▶ _Instruction 1_: Translate this sentence from the news report on the Pune death sentence into Spanish: "Jyotikumari Chaudhury, a 22-year-old employee of Wipro BPO Spectramind in Pune, was brutalised and killed on November 1, 2007, while she was being driven at 10.30pm to what would have been her last day at office."
▶ _Instruction 2_:
Answer these questions from the news report on the Pune death sentence:
(a) Which company employed Jyotikumari Chaudhury?
(b) Where was her body found?
(c) Which court termed the case "rarest of rare"?
▶ _Instruction 3_: Carry on the news report about the Pune death sentence, beginning after its final sentence.

----- Document passage

Death for brutality on BPO girl

http://www.telegraphindia.com/1120321/jsp/frontpage/story_15276528.jsp#.T2njpcUS3ko

Death for brutality on BPO girl

SADAF MODAK
Mumbai, March 20: A driver and his accomplice have been sentenced to death for raping and murdering a call centre employee on her way to the night shift, the country’s first such ruling for a crime that exposed the risks the young face while heading to offices aligned to transcontinental time zones.
Jyotikumari Chaudhury, a 22-year-old employee of Wipro BPO Spectramind in Pune, was brutalised and killed on November 1, 2007, while she was being driven at 10.30pm to what would have been her last day at office.
The girl from Gorakhpur in Uttar Pradesh, who had resigned and was planning to take a break, was speaking to a friend on the phone when the line was cut off. Her brutalised body was found two days later in a paddy field.
The case has been termed “rarest of rare” — a classification required for the death sentence — by the Pune court which held the cab driver, Purshottam Borate, 28, and Pradeep Kokate, 23, guilty of rape, murder and conspiracy.

----------
----- Data records

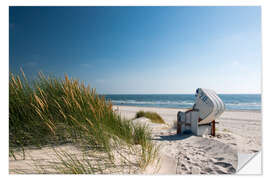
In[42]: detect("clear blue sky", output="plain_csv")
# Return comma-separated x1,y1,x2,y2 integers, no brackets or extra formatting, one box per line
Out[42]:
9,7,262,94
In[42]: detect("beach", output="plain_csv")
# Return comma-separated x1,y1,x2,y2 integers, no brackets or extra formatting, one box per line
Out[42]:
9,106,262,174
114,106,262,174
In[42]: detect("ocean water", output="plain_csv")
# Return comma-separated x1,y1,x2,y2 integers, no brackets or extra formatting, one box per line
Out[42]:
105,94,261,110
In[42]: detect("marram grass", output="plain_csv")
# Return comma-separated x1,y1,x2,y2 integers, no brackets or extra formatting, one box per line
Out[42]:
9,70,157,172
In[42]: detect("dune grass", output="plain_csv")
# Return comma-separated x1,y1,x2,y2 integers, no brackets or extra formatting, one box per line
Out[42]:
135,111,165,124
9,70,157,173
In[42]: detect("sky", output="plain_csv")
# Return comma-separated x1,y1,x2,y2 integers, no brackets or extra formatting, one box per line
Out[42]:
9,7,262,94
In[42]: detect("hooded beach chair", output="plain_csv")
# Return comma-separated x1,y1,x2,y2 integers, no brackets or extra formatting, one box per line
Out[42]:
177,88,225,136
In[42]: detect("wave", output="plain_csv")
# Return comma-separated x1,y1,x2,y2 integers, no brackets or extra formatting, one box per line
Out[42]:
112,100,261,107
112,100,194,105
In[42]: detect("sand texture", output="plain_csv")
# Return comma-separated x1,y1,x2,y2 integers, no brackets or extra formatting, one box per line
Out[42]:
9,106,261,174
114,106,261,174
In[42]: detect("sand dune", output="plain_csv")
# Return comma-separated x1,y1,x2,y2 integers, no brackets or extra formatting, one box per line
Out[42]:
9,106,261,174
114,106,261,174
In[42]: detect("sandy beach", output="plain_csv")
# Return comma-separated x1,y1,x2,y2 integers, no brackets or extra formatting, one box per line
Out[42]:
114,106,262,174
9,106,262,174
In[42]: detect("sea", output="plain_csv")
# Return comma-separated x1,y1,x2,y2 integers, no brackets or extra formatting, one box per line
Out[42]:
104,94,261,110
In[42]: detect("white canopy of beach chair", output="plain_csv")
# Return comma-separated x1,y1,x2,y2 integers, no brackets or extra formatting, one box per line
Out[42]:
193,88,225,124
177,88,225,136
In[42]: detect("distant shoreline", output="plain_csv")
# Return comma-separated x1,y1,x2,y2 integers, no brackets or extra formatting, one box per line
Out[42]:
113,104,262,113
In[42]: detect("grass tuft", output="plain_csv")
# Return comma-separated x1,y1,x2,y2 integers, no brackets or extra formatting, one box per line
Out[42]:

----------

▶ _Task response 1_: Jyotikumari Chaudhury, una empleada de 22 años de Wipro BPO Spectramind en Pune, fue brutalizada y asesinada el 1 de noviembre de 2007 mientras la llevaban en coche, a las 22:30, a lo que habría sido su último día en la oficina.

▶ _Task response 2_:
(a) Wipro BPO Spectramind in Pune
(b) In a paddy field
(c) The Pune court

▶ _Task response 3_:
Principal district and sessions judge Anant Badar described the crime as “a pre-conceived one committed to satisfy lust”, concluding that the convicts deserved the death penalty.
The two pleaded for clemency on the ground that they were the only breadwinners of their families but the plea was rejected by the court, special public prosecutor Ujjwal Nikam said.
The judge said “the collective conscience of the community is so shocked by the crime that imposing an alternative sentence, life imprisonment, on the accused would not meet the ends of justice. Rather, it would tempt other potential offenders to commit such crimes and get away with lesser punishment”.
The judge added that it was because of this crime that security of women working in BPOs came to the fore. He also referred to a survey that suggested only 2 per cent of the employees received in-house training in self-defence and safety.
The lawyer for the accused has said an appeal would be filed in the high court.
Nikam had sought the death sentence on five counts, stating that the two had committed the crime on a defenceless person without any provocation and shown depravity by the way the murder was committed.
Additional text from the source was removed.